((
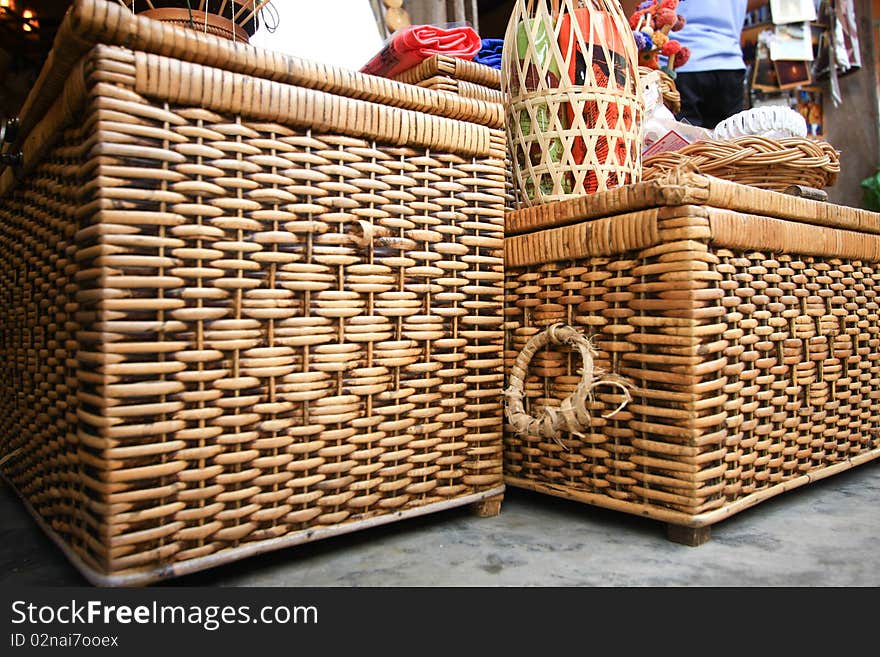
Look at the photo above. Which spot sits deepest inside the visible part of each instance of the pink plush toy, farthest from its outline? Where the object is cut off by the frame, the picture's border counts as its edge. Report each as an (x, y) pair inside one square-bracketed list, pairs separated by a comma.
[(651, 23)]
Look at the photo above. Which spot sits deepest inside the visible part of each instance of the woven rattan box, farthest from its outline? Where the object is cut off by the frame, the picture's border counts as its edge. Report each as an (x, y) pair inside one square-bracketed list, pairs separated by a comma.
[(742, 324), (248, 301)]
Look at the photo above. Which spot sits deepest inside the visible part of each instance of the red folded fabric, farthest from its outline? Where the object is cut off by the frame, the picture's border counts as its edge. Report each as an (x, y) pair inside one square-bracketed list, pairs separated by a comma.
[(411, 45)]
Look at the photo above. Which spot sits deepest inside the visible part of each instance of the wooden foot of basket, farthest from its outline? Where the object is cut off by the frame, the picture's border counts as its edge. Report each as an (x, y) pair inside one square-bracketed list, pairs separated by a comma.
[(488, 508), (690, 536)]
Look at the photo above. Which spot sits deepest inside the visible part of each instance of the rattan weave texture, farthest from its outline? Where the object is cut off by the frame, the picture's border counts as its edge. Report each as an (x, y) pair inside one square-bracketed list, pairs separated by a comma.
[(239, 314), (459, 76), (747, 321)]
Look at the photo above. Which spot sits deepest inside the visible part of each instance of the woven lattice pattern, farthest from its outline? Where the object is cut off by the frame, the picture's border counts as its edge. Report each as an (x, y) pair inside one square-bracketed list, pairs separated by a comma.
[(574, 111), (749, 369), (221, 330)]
))
Prompt: Could you write out, exactly, each line of the data above from the one containing "of the wooden" through the last, including both?

Answer to this task:
Look at the photo above. Which spot sits deepest inside the visible part of each instance of the wooden foot of basket, farthest from its outline? Where the object is cut off by the frame, the picture's border counts as its edge. Report each as an (x, y) pair inside one square-bracketed list, pairs separated by a comma.
[(488, 508), (690, 536)]
Look at the photo above. Which spot sits deepest inside the visible part of each instance of the rattan weave texture, farthest from its outline? Where the object is cut off by the frame, the picture's border counts as its edge. Report each as an (x, y) pair inside one square-bracketed list, pairs separated by a comma.
[(239, 314), (459, 76), (747, 321)]
Look at the photo above. Which spot sits deepest inside the visible part of each instance of the woven lattice pattern, farthest from its outline? Where the object is cut off by the frame, the picture's border counts as its edge. Report each as an (x, y) pair inside one square-bracketed list, pairs separated by a comma.
[(574, 111), (749, 369), (221, 330)]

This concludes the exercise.